Activity:
Every entry must be given again exactly. Include no pictures.

[Referring expression pointing data]
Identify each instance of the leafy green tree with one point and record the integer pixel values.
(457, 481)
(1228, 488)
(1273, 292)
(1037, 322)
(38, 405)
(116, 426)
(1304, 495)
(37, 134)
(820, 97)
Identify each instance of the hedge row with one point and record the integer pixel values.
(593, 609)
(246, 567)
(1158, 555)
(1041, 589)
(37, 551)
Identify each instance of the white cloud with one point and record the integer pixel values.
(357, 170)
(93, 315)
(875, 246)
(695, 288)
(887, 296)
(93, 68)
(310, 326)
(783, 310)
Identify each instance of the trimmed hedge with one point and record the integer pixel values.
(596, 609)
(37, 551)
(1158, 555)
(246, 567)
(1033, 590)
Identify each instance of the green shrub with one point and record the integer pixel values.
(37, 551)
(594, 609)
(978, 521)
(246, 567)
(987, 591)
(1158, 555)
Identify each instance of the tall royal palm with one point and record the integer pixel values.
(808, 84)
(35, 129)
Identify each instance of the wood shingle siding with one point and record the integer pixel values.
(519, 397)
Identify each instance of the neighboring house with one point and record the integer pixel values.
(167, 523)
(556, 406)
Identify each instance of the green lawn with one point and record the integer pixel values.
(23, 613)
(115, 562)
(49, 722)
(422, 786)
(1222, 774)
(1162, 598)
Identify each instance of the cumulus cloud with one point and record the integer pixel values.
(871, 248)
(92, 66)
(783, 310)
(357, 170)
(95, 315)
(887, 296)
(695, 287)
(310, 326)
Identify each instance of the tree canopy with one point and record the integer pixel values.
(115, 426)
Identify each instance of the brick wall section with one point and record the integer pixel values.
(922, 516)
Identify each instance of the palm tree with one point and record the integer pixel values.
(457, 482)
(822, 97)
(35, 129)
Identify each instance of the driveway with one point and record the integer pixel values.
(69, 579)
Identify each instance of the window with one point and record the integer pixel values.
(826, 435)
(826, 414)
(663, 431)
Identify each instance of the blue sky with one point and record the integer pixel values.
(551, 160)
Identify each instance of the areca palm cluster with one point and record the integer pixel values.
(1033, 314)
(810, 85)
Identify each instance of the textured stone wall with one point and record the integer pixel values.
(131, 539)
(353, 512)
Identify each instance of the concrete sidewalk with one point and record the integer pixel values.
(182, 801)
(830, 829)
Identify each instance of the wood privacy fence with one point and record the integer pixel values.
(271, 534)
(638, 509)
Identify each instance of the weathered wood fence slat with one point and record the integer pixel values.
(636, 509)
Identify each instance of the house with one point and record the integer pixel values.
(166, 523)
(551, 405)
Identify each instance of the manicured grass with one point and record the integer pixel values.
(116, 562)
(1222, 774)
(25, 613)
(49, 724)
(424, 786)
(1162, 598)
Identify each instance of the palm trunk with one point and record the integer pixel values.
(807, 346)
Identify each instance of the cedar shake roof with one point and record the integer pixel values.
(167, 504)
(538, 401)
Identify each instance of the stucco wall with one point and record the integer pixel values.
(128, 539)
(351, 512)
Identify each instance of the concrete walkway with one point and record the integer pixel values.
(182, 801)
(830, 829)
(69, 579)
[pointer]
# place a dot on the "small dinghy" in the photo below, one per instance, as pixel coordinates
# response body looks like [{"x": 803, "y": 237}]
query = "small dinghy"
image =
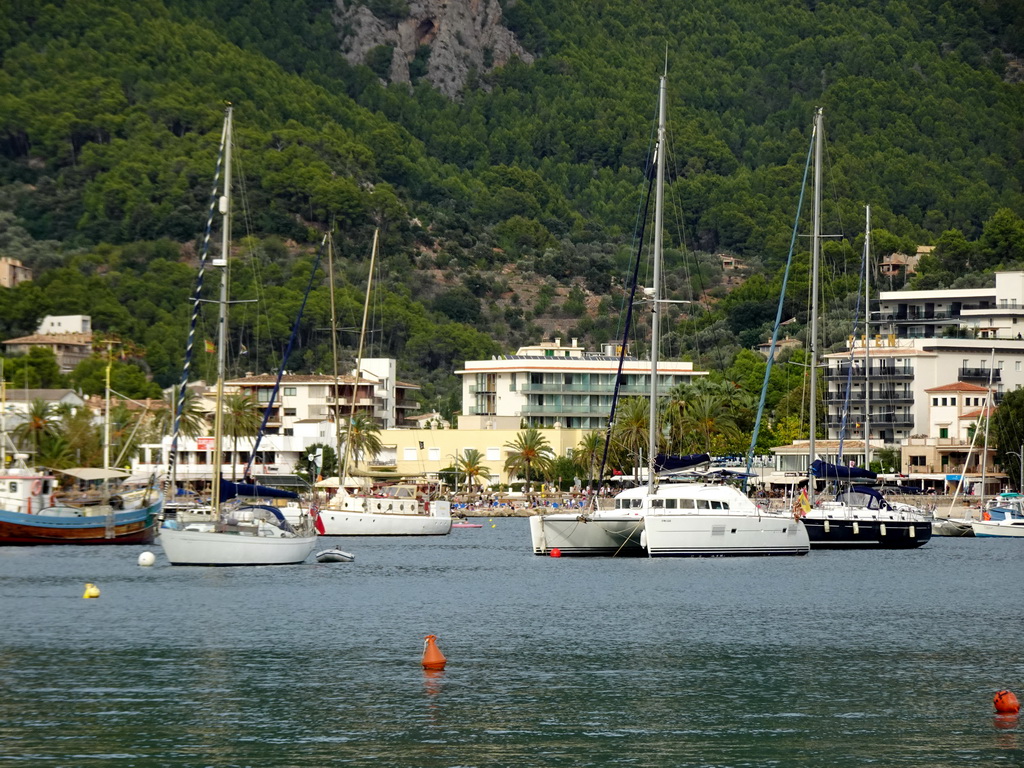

Solution for this exercise:
Identify each instance of the leafy green tree with one point and record the integer pixel values.
(457, 481)
(1228, 488)
(1273, 292)
(1037, 322)
(38, 405)
(116, 426)
(1304, 495)
(37, 134)
(820, 97)
Identify each instance of the hedge row with one point and record the integer pixel values.
(593, 609)
(246, 567)
(1158, 555)
(1041, 589)
(37, 551)
Identify each instance of the white cloud with one point and record the integer pixel values.
(357, 170)
(93, 315)
(875, 246)
(695, 288)
(887, 296)
(93, 68)
(310, 326)
(783, 310)
Identify each instance of the trimmed hedge with one point and record the integer pixel values.
(596, 609)
(37, 551)
(1158, 555)
(246, 567)
(1033, 590)
Identify each instance of the green shrub with one point and record the integer pixel values.
(37, 551)
(594, 609)
(978, 521)
(246, 567)
(987, 591)
(1158, 555)
Identify each instance of the tall royal palm with one point and record the integer pixel values.
(808, 84)
(35, 129)
Identify each instance of the wood shingle siding with one point and record the integer pixel values.
(519, 397)
Identify each instance of the neighboring house with one point and record the integer pixel values.
(167, 523)
(556, 406)
Identify each instance of the green lawn with one point and record the integer pixel values.
(23, 613)
(115, 562)
(49, 722)
(422, 786)
(1222, 774)
(1162, 598)
Identify each instance of the cumulus cloud with one point and record the integer pixel values.
(871, 248)
(92, 66)
(783, 310)
(357, 170)
(95, 315)
(887, 296)
(695, 287)
(310, 326)
Identify each instance of the tree canopy with one point and record the integer pixel values.
(115, 426)
Identify each instance of the brick wall section with one point and record the integer pixel values.
(922, 516)
Identify each instance of the palm tree with one point and record the integer pixel values.
(457, 482)
(822, 97)
(35, 129)
Identify each instance of the driveway with one point and record the integer pixel values.
(69, 579)
Identify each instance of the window with one point and record the integer pixel values.
(826, 435)
(826, 414)
(663, 431)
Identify each instance of the blue sky with one point and record the integer pixel values.
(551, 160)
Identify each instance of the areca palm cluster with one point and record the integer pixel values.
(1033, 314)
(810, 85)
Identify each instance of the textured stone wall with one point and record the integer pixel values.
(131, 539)
(353, 512)
Identify each instance of the concrete sidewalk with one point and record the integer pixel values.
(182, 801)
(830, 829)
Identify each instance of the wood privacy fence with one point and record the integer pixel values.
(271, 534)
(638, 509)
Identify each instance of the weathered wood fence slat with one point and record the integer pixel values.
(636, 509)
Identify each instance of the house with one point and record the integer pixel values.
(166, 523)
(551, 405)
Identify each instance of the manicured grass with one point and record the integer pixel values.
(116, 562)
(1222, 774)
(25, 613)
(49, 724)
(424, 786)
(1162, 598)
Identify each instance of the palm trunk with one point and record the integer pixel values.
(807, 346)
Identify each instance of the cedar shake roof with one point and record the integer pixel values.
(167, 504)
(538, 401)
Identify each instance of the stucco wall with one point and record the integer pixel values.
(128, 539)
(351, 512)
Identify each instance of the concrete walkway with one point and record the integer pixel values.
(182, 801)
(830, 829)
(69, 579)
[pointer]
# place a dot on the "small dinghy" in the photo below, one per instance, as pixel coordinates
# response body looks like [{"x": 803, "y": 237}]
query = "small dinghy"
image =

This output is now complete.